-- Materials provided --
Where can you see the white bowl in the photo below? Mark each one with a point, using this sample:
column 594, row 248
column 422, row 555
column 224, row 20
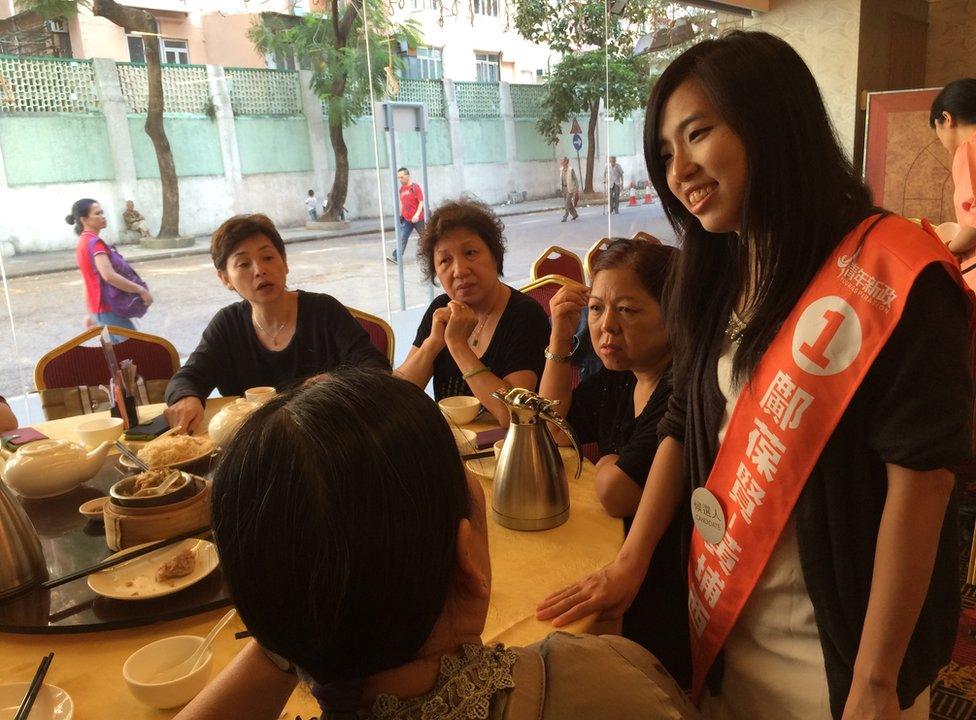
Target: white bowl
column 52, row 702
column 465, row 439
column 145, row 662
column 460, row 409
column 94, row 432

--

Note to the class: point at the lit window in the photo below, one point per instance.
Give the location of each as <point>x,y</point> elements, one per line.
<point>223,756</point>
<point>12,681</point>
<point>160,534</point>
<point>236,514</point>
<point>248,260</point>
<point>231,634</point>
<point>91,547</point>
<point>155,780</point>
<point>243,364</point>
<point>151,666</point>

...

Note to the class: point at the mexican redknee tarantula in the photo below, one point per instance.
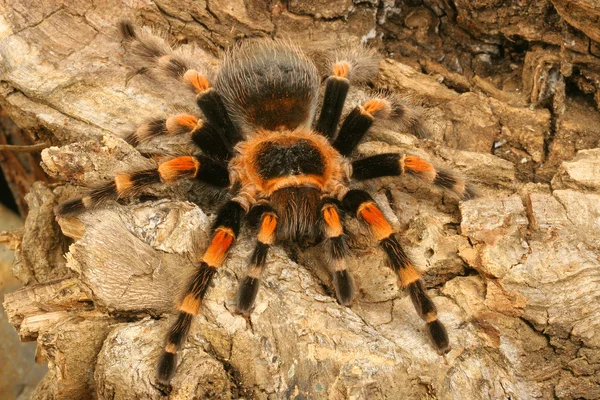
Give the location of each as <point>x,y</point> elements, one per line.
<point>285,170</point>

-- Your goal --
Search the entries for the string "below" and collect each line that has it.

-- Response to this task --
Where can you see the white bowl in the photo below? Mark each one with a point, using this sample:
Note to the class: point at the lit window in the photo below, one point per instance.
Note to the class: point at the mexican redknee tarantula in the photo below, one point per instance.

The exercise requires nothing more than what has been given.